Results and discussion

PhyTB uses 1,601 global MTBC whole-genome sequences from 11 studies with representation across all 7 major lineages (lineage 1 - 7.6%, 2 - 24.3%, 3 - 11.8%, 4 - 53.5%, 5-7 2.8%). The phylogenetic tree constructed using the 91 k SNPs shows the expected clustering by lineage and strain-type (Figure 1). SNP information is displayed at internal nodes of the tree, therefore distinguishing between unique strain-defining mutations from those arising in multiple branches (homoplastic mutations). The homoplastic mutations arise due to recombination or convergent evolution, potentially related to drug resistance. Figure 1 shows a deep phylogenetic SNP (R463L) in the katG gene that is present across all lineages except lineage 4. This SNP has been historically and mistakenly thought to cause isoniazid resistance. PhyTB displays whether polymorphisms have been previously related to drug resistance [14] or are strain informative [2] in tracks, and meta data (e.g. codon, amino acid) is shown by selecting the polymorphism of interest. It is possible to move from the tree view to a geographical map showing allele frequencies. A map view, accessed through the genome browser located below the tree, shows a SNP at position 762,434 in rpoB, a gene associated with rifampicin resistance. The alternative allele leads to a synonymous mutation (G876G) that is fixed in CAS (lineage 3) strains in Malawi (Figure 2) and all other study sites. To demonstrate the VCF positioning functionality, we used 100 M. tuberculosis samples [ENA:ERP000192] of known strain-type [9], not included in the phylogeny. It was possible to unambiguously position all of them in the tree. Figure 3 shows the result of uploading the VCF file for a Russian sample [ENA:ERR019571], which has 5067 SNPs, allowing it to be positioned correctly in a Beijing clade.

INFORMATION:
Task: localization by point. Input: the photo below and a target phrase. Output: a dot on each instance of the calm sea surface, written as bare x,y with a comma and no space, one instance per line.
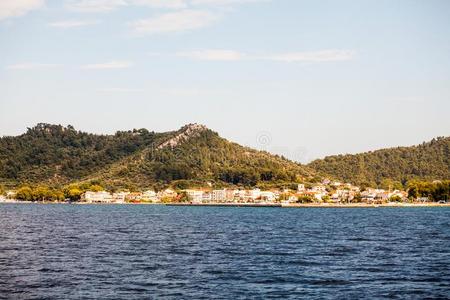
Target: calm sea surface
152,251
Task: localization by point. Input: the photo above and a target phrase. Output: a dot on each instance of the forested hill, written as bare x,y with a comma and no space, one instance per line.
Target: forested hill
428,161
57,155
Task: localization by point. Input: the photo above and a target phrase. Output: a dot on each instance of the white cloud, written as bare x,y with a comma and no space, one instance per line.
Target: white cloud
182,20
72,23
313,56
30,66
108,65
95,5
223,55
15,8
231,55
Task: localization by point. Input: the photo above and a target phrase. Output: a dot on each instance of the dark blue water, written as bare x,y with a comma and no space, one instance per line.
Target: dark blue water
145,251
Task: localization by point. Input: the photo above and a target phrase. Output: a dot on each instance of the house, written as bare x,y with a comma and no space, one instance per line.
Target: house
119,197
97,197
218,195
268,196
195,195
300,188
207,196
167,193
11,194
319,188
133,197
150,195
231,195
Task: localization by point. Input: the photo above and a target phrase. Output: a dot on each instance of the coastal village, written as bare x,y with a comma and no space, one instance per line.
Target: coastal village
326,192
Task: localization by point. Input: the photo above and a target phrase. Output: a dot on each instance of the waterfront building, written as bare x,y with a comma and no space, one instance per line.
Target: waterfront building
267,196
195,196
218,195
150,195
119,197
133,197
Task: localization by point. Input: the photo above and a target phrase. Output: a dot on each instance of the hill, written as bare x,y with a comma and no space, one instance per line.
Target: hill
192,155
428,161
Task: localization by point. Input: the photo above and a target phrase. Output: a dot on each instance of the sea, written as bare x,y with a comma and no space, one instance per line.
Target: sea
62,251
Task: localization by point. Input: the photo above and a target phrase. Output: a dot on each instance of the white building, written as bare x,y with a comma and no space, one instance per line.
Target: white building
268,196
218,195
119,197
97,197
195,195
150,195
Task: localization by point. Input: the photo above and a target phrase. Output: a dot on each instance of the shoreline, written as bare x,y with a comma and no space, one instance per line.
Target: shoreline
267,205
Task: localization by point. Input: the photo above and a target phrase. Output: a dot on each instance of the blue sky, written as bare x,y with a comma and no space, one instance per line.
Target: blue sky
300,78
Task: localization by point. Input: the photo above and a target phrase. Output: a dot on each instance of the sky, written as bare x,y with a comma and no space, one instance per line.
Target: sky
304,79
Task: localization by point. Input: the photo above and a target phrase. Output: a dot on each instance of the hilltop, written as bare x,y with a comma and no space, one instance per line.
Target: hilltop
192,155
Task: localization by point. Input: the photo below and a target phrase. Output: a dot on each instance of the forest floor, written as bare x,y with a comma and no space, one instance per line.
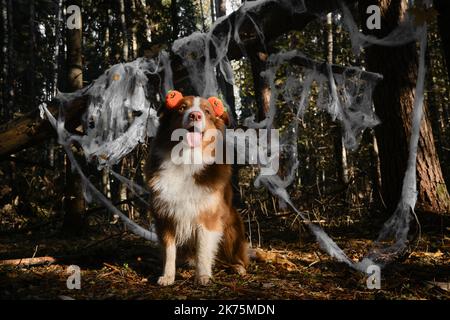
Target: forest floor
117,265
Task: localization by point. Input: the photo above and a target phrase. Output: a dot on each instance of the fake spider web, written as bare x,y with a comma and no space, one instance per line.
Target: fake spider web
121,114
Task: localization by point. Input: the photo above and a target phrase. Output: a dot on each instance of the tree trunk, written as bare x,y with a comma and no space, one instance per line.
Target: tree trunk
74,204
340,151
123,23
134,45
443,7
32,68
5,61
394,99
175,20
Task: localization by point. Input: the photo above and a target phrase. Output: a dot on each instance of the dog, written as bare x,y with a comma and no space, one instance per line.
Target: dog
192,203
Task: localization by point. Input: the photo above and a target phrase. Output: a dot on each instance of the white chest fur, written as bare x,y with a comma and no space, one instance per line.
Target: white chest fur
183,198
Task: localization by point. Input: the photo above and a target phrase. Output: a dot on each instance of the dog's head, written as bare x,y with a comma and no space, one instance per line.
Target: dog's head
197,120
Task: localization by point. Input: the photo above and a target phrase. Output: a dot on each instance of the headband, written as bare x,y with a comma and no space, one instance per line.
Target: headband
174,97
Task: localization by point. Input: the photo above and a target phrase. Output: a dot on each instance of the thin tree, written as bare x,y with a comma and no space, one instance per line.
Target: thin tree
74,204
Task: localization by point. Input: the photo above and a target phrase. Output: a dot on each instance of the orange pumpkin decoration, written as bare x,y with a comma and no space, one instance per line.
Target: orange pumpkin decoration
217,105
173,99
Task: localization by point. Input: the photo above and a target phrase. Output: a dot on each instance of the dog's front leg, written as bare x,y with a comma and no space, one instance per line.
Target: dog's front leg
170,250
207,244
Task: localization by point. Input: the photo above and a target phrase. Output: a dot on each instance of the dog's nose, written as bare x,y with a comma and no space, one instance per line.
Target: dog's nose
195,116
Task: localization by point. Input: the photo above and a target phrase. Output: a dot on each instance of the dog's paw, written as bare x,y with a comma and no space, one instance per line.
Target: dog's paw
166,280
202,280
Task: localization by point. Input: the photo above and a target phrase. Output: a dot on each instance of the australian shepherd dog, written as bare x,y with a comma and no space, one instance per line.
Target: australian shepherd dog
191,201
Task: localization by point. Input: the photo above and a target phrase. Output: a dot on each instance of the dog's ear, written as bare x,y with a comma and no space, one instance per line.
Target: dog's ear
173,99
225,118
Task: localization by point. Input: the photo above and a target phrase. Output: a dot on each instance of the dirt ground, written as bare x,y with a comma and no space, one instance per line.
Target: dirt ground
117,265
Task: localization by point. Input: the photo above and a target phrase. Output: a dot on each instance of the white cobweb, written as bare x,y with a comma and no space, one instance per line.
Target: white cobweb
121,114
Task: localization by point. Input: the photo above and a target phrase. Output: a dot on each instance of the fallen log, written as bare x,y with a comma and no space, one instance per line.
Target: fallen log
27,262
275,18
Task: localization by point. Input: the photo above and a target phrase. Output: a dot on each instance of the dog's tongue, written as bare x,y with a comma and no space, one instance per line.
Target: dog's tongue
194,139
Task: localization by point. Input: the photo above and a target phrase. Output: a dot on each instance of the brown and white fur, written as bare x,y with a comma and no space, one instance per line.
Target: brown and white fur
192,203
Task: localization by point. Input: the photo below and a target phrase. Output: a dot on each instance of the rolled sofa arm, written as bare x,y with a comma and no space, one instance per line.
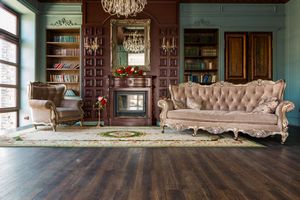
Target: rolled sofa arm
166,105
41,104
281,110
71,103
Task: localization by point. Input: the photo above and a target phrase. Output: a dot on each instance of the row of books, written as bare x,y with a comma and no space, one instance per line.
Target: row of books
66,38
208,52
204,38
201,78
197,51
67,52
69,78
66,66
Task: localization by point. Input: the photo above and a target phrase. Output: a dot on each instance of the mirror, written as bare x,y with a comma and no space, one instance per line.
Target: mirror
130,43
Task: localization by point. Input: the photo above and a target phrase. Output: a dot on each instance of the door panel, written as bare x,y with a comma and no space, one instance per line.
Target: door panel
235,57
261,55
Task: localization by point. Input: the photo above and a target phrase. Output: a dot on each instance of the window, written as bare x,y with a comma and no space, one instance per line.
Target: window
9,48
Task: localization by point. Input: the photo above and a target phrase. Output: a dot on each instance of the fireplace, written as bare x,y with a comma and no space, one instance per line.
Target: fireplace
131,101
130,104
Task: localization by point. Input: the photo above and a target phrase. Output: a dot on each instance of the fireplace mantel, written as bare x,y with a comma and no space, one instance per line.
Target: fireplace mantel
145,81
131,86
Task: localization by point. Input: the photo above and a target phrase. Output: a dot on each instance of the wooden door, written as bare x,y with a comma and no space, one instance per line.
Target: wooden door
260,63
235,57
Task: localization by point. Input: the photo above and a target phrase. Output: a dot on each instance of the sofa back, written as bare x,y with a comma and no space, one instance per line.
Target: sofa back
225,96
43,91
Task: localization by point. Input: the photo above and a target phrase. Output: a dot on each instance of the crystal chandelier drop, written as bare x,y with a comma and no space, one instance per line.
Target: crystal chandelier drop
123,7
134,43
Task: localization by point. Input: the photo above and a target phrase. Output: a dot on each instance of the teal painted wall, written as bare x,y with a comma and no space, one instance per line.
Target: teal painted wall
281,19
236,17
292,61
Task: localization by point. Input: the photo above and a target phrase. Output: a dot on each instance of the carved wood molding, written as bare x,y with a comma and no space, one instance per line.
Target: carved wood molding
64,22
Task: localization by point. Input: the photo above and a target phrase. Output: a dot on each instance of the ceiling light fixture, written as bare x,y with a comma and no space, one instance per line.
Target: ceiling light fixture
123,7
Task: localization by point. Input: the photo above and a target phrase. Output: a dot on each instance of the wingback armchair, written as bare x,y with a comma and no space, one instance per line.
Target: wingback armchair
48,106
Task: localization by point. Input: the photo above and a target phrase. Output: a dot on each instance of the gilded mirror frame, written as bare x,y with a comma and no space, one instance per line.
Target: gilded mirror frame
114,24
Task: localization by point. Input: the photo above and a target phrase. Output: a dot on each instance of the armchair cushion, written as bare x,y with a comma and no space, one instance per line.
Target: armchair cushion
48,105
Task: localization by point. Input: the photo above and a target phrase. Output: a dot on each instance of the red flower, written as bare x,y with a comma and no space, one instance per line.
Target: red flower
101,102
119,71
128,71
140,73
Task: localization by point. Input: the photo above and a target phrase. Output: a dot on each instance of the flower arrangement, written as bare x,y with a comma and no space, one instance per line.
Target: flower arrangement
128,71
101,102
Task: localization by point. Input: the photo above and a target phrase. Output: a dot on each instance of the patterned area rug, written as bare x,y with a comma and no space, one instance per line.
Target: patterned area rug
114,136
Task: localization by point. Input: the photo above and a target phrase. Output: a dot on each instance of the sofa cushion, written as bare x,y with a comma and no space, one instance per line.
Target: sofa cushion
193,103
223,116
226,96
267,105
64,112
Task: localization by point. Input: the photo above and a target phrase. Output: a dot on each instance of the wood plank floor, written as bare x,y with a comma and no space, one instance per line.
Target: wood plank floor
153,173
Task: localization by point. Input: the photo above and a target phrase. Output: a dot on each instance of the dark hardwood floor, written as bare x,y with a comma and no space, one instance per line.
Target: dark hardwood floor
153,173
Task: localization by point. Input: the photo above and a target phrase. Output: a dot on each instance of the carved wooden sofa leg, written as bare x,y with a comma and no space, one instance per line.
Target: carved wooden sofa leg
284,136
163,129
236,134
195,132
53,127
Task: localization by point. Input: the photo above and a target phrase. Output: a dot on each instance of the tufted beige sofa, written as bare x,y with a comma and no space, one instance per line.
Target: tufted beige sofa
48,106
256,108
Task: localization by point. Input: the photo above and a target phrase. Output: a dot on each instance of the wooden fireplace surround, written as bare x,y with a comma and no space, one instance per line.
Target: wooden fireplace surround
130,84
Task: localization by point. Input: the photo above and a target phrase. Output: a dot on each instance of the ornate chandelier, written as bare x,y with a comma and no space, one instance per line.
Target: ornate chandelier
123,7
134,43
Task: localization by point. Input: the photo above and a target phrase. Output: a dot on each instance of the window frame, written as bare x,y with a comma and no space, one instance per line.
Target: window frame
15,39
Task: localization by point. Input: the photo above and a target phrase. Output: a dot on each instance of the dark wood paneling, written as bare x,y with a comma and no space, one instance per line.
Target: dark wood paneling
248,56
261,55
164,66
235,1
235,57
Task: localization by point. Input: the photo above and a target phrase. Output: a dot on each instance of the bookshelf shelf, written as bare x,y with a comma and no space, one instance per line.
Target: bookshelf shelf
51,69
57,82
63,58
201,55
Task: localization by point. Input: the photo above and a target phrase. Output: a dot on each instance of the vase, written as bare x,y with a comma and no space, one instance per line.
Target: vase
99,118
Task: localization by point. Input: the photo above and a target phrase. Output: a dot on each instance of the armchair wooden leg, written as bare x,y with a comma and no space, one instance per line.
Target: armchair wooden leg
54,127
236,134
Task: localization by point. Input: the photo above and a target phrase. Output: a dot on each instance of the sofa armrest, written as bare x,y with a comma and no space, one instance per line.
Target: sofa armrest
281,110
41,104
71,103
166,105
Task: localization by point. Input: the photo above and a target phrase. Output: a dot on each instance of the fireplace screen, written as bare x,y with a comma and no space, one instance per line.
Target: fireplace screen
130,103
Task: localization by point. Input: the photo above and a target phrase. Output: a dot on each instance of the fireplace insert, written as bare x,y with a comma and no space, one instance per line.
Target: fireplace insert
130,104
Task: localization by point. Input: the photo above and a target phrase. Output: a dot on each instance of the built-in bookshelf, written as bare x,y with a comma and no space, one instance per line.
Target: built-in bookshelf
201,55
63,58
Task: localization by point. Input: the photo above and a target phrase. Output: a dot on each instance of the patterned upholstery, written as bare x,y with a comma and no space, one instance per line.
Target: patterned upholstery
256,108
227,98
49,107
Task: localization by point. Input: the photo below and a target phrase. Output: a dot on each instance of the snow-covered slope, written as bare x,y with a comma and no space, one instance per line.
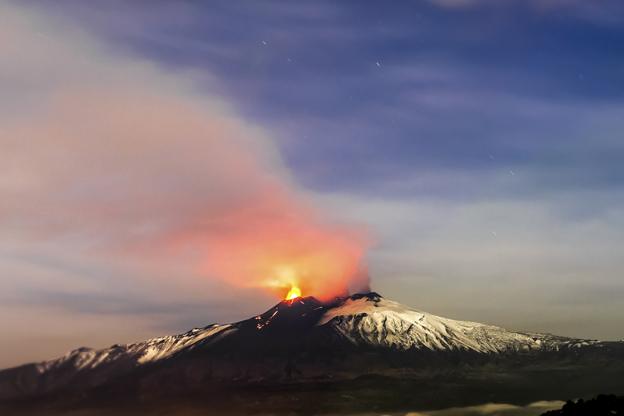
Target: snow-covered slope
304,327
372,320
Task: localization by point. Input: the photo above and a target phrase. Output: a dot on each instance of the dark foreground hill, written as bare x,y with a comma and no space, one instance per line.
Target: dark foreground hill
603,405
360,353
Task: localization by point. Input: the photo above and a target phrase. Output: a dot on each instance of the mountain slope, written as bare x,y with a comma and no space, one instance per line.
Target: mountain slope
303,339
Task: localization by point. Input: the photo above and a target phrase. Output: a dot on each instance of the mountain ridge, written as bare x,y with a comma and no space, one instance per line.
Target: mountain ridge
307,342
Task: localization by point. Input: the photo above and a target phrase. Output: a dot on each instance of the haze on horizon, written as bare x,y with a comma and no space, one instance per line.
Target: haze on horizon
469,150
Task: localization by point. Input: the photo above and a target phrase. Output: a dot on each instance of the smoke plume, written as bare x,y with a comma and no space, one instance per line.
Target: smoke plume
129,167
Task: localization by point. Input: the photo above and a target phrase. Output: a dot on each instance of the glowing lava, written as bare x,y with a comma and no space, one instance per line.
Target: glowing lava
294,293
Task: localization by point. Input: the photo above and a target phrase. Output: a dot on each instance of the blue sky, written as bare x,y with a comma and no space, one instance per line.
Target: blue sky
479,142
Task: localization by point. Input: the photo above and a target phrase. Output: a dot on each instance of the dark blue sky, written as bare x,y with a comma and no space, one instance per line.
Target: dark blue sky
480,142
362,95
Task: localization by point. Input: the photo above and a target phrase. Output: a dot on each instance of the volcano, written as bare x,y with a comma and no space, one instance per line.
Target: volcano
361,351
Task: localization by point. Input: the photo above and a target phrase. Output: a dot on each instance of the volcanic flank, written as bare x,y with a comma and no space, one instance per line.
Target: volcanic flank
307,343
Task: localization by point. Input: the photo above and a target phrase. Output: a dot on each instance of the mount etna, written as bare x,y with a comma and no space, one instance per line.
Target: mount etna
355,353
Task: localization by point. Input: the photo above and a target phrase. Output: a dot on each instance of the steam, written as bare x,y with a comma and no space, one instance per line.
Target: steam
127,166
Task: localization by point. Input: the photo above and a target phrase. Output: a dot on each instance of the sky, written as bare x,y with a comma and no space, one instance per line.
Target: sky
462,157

PROMPT A: The PhyTB results text gives the share of the 1,601 sequences that comes from each lineage group. List every lineage group with its percentage.
PROMPT B: According to the PhyTB results text, what does showing SNP information at internal nodes of the tree make possible? Answer in one to three sentences.
PROMPT C:
Answer these questions from the PhyTB results text:
(i) How many SNPs were used to construct the phylogenetic tree?
(ii) In which gene is the SNP at position 762,434?
(iii) How many SNPs does the Russian sample have?
The rows are not needed for anything that comes after them.

WRITTEN REPLY A:
Lineage 1: 7.6%
Lineage 2: 24.3%
Lineage 3: 11.8%
Lineage 4: 53.5%
Lineages 5-7: 2.8%

WRITTEN REPLY B: Because SNP information is shown at internal nodes, PhyTB can distinguish unique strain-defining mutations from homoplastic mutations, which arise in multiple branches. These homoplastic mutations come from recombination or convergent evolution, which may be related to drug resistance.

WRITTEN REPLY C:
(i) 91 k SNPs.
(ii) rpoB.
(iii) 5067 SNPs.